* [EXERCISE INSTRUCTIONS]:
Exactly as they stand, repeat the lines from the one containing "Task: indicate each instance of the red wooden" through the final line of the listing, both ends included, and nothing else; skip the pictures.

* [DATA FOR PROCESSING]:
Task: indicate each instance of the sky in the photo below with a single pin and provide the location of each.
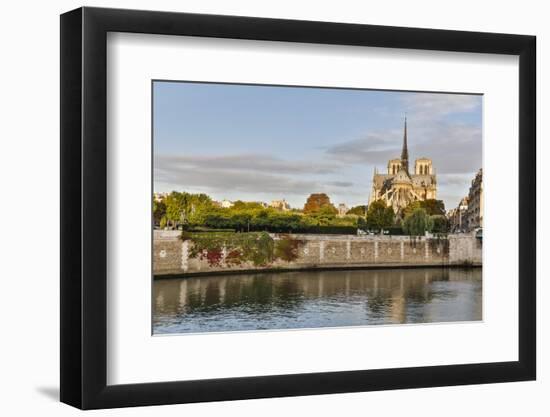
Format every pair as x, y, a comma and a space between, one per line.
263, 143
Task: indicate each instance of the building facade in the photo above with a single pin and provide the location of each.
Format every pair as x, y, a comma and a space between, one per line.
474, 213
468, 215
458, 219
399, 187
280, 205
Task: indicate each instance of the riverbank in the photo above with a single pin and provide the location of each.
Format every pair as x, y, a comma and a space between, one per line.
177, 257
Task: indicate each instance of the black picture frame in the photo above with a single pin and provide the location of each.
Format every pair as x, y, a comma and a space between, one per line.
84, 207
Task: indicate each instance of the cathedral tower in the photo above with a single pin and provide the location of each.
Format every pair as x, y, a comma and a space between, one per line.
405, 151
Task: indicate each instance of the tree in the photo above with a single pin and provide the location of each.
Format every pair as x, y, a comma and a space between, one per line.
358, 210
440, 224
324, 215
317, 201
186, 208
417, 223
379, 215
432, 207
159, 211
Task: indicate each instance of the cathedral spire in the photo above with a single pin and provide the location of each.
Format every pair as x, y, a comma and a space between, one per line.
405, 151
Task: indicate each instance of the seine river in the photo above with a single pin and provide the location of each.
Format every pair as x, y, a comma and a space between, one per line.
291, 300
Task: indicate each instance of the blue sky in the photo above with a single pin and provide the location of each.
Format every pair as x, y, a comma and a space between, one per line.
261, 143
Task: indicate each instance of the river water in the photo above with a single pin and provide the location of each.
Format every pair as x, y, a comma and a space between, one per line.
291, 300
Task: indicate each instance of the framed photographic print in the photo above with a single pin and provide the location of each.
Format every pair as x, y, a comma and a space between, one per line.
259, 207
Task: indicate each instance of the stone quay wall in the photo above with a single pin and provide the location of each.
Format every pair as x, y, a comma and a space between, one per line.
171, 255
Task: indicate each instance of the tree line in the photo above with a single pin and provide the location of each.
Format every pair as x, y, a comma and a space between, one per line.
199, 212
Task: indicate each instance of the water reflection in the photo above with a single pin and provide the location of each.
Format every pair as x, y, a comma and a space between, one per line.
289, 300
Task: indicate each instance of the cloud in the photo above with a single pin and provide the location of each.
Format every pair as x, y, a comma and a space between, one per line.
454, 148
246, 162
424, 106
246, 174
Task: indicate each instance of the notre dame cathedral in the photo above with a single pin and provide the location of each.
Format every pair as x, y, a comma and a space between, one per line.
399, 187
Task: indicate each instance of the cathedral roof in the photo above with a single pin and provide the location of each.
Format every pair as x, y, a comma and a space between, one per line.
423, 180
402, 177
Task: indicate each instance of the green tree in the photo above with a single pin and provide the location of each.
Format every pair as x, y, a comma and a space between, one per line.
379, 215
159, 211
440, 224
358, 210
417, 223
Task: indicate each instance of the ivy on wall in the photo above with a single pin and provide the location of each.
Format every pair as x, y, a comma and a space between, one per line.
234, 249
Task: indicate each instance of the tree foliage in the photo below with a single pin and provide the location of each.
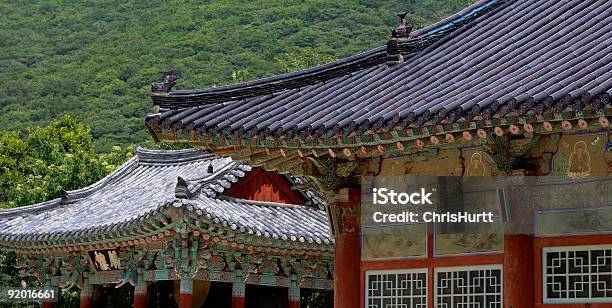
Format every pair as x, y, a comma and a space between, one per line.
39, 164
96, 59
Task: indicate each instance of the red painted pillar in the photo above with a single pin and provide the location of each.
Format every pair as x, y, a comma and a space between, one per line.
86, 297
518, 271
347, 259
294, 296
186, 293
140, 294
238, 292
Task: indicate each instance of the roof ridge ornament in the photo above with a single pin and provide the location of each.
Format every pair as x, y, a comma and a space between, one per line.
399, 36
166, 85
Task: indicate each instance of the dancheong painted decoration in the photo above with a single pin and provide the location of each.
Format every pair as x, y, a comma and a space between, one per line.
172, 216
502, 88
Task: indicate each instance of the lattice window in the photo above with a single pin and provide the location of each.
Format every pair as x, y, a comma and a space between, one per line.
577, 274
469, 287
396, 289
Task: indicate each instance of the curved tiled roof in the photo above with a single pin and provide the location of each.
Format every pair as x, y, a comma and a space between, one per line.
143, 187
491, 59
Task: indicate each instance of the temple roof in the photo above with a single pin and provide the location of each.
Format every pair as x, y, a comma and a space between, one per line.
494, 58
140, 192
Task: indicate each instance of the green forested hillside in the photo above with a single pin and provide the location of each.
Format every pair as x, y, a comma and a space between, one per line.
95, 59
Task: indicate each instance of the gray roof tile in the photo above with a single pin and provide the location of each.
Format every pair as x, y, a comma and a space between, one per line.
492, 58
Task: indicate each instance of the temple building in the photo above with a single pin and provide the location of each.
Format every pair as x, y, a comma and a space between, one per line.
501, 88
207, 229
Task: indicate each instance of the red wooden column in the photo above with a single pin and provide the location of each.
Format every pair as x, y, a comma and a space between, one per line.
49, 303
140, 294
347, 258
238, 292
86, 298
518, 271
294, 295
186, 293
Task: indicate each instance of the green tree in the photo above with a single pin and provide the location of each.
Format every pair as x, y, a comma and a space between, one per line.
38, 165
305, 58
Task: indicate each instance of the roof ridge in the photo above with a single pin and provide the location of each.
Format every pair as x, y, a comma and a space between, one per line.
170, 156
266, 203
283, 82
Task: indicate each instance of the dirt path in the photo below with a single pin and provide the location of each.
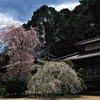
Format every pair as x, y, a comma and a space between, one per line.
75, 98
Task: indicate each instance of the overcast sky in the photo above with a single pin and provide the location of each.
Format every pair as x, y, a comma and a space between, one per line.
22, 10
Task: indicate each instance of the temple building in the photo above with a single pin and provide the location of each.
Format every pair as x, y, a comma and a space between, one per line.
88, 58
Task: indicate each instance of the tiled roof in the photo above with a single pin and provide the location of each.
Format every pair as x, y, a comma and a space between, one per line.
82, 56
88, 41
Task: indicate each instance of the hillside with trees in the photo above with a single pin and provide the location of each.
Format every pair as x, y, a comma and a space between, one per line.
66, 27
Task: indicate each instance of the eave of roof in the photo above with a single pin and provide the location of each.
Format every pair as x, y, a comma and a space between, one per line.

* [ANSWER BELOW]:
Task: indicate each instance of the red wooden column in the photo above with a single pin and provide the location of each.
Format every pair as x, y, a comma and a space between, one per line.
49, 303
140, 294
347, 258
238, 292
86, 298
518, 271
294, 295
186, 293
Task: indicate each instance of the green tree in the photo above with a single pin and provide the location of each.
Format every pair as x, y, a comma and a space between, one per line.
38, 165
305, 58
Task: indicate each instance of the roof ridge in the photo above with a single pin and provide the location of each.
Format every pair as x, y, a comma and a space between, one per line.
170, 156
266, 203
283, 82
Task: indicate each instance of the dirt path in the photo below with a single pin and provide the location of each.
Format every pair as x, y, a comma and a space between, one per line.
75, 98
Task: indicate each instance of the overcast sky in the photo above with a single pin and provide the location of each.
Format every pair as x, y, a comma and a space between, one per line.
22, 10
Task: indicate each instance of the temple building in the photo above with a single pin and provide the location of each.
Format every pair as x, y, a comma and a space between, one per line.
88, 58
Task: indicate each instance of the tiled roof in the photo above with a single pin and provide the location of each.
Format every pair as x, y, a comma and a space between, one per line.
82, 56
88, 41
Task: indicate each instance of the hillside with trees in the photo above with a single pin and provide the location of each.
Format every pair as x, y, a comma and a space between, one per line.
66, 27
Task: indicate each instance of the eave of roof in the photo above with a single pin and provide the location of each.
Format every pair as x, y, a comma and a space between, one per line.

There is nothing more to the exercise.